§ **EXERCISE BRIEF**:
Copy each of the items below word for word, leaving every line unchanged.
— START DATASET RECORDS —
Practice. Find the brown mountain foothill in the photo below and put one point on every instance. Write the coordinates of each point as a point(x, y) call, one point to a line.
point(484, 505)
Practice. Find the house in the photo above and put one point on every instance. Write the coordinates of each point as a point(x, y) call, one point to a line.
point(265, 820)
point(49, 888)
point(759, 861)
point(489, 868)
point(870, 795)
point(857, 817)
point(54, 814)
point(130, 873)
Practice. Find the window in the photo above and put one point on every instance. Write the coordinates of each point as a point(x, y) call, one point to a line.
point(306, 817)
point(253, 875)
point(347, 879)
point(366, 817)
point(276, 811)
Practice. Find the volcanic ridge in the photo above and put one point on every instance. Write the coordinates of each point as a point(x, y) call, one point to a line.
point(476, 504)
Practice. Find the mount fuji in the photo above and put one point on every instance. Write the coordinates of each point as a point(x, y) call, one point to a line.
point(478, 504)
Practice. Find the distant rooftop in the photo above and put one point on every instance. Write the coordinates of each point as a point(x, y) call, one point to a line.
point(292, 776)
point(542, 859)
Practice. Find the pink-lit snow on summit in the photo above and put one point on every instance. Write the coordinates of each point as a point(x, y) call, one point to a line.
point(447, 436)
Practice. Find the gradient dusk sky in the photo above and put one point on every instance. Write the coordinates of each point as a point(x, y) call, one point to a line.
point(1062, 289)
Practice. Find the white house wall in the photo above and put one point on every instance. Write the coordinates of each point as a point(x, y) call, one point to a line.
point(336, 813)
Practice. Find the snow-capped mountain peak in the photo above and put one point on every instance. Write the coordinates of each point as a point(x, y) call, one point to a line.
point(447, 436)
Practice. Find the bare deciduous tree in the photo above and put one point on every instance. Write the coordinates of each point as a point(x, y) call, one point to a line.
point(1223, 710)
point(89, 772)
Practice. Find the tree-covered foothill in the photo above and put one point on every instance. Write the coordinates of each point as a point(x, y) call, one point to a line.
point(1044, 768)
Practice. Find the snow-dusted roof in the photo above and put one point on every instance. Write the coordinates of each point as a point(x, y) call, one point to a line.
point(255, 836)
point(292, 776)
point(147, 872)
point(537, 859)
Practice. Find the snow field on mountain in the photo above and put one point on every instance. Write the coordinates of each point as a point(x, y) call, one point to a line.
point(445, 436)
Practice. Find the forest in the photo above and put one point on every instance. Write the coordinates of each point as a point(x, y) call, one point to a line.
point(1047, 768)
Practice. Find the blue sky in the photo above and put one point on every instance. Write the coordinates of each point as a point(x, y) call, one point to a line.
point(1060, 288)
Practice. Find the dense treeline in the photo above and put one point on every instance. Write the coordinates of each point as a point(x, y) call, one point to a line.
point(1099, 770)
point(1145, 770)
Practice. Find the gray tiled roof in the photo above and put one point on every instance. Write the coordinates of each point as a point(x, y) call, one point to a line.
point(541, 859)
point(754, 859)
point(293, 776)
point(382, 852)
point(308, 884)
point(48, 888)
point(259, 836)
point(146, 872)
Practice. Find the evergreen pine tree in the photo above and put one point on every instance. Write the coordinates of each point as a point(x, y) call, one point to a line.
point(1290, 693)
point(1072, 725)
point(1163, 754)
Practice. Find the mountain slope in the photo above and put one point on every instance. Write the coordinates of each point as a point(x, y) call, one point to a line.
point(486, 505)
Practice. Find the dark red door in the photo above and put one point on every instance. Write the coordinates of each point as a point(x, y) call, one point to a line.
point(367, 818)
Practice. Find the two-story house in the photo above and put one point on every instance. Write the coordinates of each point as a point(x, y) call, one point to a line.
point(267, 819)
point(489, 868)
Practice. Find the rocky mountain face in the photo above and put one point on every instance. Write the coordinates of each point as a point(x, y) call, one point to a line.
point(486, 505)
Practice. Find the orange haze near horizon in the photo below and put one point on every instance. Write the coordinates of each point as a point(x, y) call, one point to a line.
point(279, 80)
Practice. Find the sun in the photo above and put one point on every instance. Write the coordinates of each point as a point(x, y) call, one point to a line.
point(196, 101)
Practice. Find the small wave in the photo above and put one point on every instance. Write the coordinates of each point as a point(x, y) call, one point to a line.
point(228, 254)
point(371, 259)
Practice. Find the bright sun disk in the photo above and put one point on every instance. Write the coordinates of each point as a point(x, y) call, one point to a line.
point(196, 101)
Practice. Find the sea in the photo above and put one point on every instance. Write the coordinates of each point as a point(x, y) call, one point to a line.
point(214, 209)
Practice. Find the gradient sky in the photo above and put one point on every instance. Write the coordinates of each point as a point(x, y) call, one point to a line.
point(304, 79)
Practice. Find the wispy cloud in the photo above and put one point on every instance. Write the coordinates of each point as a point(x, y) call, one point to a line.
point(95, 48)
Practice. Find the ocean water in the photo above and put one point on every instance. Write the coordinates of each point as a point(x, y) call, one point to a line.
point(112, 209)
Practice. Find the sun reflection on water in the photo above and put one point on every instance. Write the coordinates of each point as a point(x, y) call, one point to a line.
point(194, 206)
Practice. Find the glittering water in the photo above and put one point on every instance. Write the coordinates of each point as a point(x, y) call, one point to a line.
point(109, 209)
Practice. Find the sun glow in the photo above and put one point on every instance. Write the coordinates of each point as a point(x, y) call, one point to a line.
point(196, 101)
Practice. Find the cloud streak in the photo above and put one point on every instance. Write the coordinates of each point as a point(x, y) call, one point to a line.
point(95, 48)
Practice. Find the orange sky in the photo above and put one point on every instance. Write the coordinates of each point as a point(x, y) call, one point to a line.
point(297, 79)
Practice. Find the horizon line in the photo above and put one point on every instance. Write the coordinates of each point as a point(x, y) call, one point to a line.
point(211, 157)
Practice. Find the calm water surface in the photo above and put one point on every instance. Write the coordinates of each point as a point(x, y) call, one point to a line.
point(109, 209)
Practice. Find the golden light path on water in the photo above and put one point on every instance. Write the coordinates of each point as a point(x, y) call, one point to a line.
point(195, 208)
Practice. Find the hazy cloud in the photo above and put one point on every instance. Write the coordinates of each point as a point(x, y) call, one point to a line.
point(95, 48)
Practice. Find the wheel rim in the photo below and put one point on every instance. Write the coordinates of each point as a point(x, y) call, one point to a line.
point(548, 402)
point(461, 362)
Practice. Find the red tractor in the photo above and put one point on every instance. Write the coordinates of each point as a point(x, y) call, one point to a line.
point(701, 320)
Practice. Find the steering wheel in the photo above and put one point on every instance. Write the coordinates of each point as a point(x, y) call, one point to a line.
— END DATASET RECORDS —
§ **TASK ANSWER**:
Practice. Find the brown mountain foothill in the photo below and put one point on every instance. Write the coordinates of each point as a point(x, y) call, one point to a line.
point(484, 505)
Practice. Find the house in the photo above and put one point on every instance. Write the coordinates of each point as a point(x, y) call, one point to a line.
point(265, 820)
point(49, 888)
point(759, 861)
point(489, 868)
point(870, 795)
point(857, 817)
point(54, 814)
point(130, 873)
Practice. Find the window in the photo above and put one point on every instance. Write the coordinates of each point as a point(x, y) call, one point to a line.
point(306, 817)
point(253, 875)
point(347, 879)
point(366, 817)
point(276, 811)
Practice. Find the volcanic ridge in the photo above and put one point on every instance. Write the coordinates of each point as a point(x, y) call, one point to a line.
point(476, 504)
Practice. Find the mount fuji in the photo above and put one point on every instance. Write the coordinates of each point as a point(x, y) call, one point to a line.
point(478, 504)
Practice. Find the distant rooftop in the photo above and put one point on every instance. Write the coordinates of each point as a point(x, y) call, one point to a line.
point(292, 776)
point(542, 859)
Practice. Find the pink-lit snow on summit in the photo above and put one point on every instance. Write the coordinates of each point as a point(x, y) call, one point to a line.
point(447, 436)
Practice. Find the gradient dusk sky in the photo above and put one point on every instance. Write the coordinates of each point as a point(x, y) call, one point to a line.
point(1062, 289)
Practice. Find the white house wall in the photo above and put one point on every instance. Write the coordinates of each point as a point(x, y) call, one point to a line.
point(336, 813)
Practice. Find the snow-capped mountain peak in the photo above and put one point on every instance. Write the coordinates of each point as a point(x, y) call, one point to a line.
point(447, 436)
Practice. Find the bare deciduous tree in the photo above and put one point on every instance. Write the coordinates of each point as a point(x, y) call, one point to a line.
point(1223, 710)
point(89, 772)
Practice. Find the tree-covered foothill in the photo above and put one point on every instance. Write the coordinates of each point as a point(x, y) call, one point to a line.
point(1044, 768)
Practice. Find the snow-dusted roof in the photo above and put one point on every instance. Write the coordinates of each point as a point(x, y) call, one point to a line.
point(255, 836)
point(292, 776)
point(147, 872)
point(537, 859)
Practice. Find the snow field on mountain in the photo above and put one point on every instance. Write the coordinates of each point as a point(x, y) call, one point to a line.
point(445, 436)
Practice. Find the forest in the photo above and put one point on every instance. Write the coordinates of each point as a point(x, y) call, one point to a line.
point(1047, 768)
Practice. Find the blue sky in the photo above and put one point on every instance. Write the coordinates of each point as a point(x, y) call, one point to a line.
point(1060, 288)
Practice. Find the dense treeline in the photo above and put one point on every instance. Write the coordinates of each point as a point(x, y) call, one point to a line.
point(1099, 770)
point(1145, 770)
Practice. Find the gray tiled roof in the photo above and put one point on every instance. Write the coordinates of each point as a point(x, y) call, one point to a line.
point(541, 859)
point(754, 859)
point(293, 776)
point(382, 852)
point(308, 884)
point(48, 888)
point(259, 836)
point(146, 872)
Practice. Find the evergreen pine tree in the photo above and put one point on every instance. Write the coordinates of each point as a point(x, y) call, one point to a line.
point(1290, 693)
point(1072, 725)
point(1163, 754)
Practice. Find the mountain slope in the photo above and put one point on every instance. Write the coordinates of each point as a point(x, y) call, one point to a line.
point(486, 505)
Practice. Find the dark red door in the photo above and put one point on every instance. Write the coordinates of each point as a point(x, y) call, one point to a line.
point(367, 818)
Practice. Find the two-story house in the photo above and put one point on every instance. Write the coordinates of each point as a point(x, y) call, one point to a line.
point(267, 819)
point(489, 868)
Practice. Find the rocky mountain face in the photo above and put one point on every instance. Write the coordinates of each point as a point(x, y) call, one point to a line.
point(486, 505)
Practice. Find the orange haze near horizon in the photo below and put one point on every instance. Write the coordinates of each point as a point(x, y) call, one point to a line.
point(279, 80)
Practice. Find the sun in the photo above and put one point on every instance. Write the coordinates of each point as a point(x, y) call, one point to a line.
point(196, 101)
Practice. Find the small wave in the photo above and put one point on every instance. Write the coordinates of each point as a point(x, y) call, one point to a line.
point(228, 254)
point(371, 259)
Practice. Find the bright sun disk in the photo above and put one point on every instance. Write the coordinates of each point as a point(x, y) call, one point to a line.
point(196, 101)
Practice. Find the sea in the photo above and put one point on every instance. Write the coordinates of each point as a point(x, y) call, one point to a line.
point(214, 209)
Practice. Find the gradient sky in the photo above and put one point on every instance. Write the coordinates of each point as a point(x, y) call, one point to a line.
point(304, 79)
Practice. Find the wispy cloud in the photo above and put one point on every instance. Write the coordinates of each point as a point(x, y) call, one point to a line.
point(95, 48)
Practice. Find the ocean water in the photo above and put one point on every instance. Write the coordinates of each point as a point(x, y) call, one point to a line.
point(112, 209)
Practice. Find the sun reflection on water in the photo above and put one point on every instance. Write the coordinates of each point as a point(x, y) call, one point to a line.
point(194, 206)
Practice. Find the glittering water in the photo above and put one point on every instance. Write the coordinates of each point as a point(x, y) call, one point to a line.
point(109, 209)
Practice. Find the sun glow in the photo above and put one point on every instance. Write the coordinates of each point as a point(x, y) call, one point to a line.
point(196, 101)
Practice. Find the cloud streak in the photo above and put one point on every instance. Write the coordinates of each point as a point(x, y) call, one point to a line.
point(95, 48)
Practice. Find the orange sky in the photo above and put one point on every instance. Write the coordinates of each point as a point(x, y) call, one point to a line.
point(297, 79)
Practice. Find the horizon line in the photo above and put one point on every instance. Write the coordinates of each point as a point(x, y) call, one point to a line.
point(211, 157)
Practice. Find the calm water surface in the photo above and put one point on every instance. Write the coordinates of each point as a point(x, y) call, one point to a line.
point(109, 209)
Practice. Find the golden light path on water in the photo above and put one point on every instance. Write the coordinates of each point as a point(x, y) call, one point to a line.
point(195, 208)
Practice. Find the hazy cloud in the photo above and put one point on every instance. Write the coordinates of each point as a point(x, y) call, one point to a line.
point(95, 48)
Practice. Find the wheel rim in the photo below and put one point on every instance. Write the coordinates of each point as a point(x, y) call, one point to a line.
point(548, 402)
point(461, 362)
Practice. Find the red tractor in the photo above and put one point on every instance. Write the coordinates of each point as a point(x, y) call, one point to a line.
point(701, 320)
Practice. Find the steering wheel in the photo above and put one point on every instance. Write the coordinates of each point as a point(x, y) call, one point to a line.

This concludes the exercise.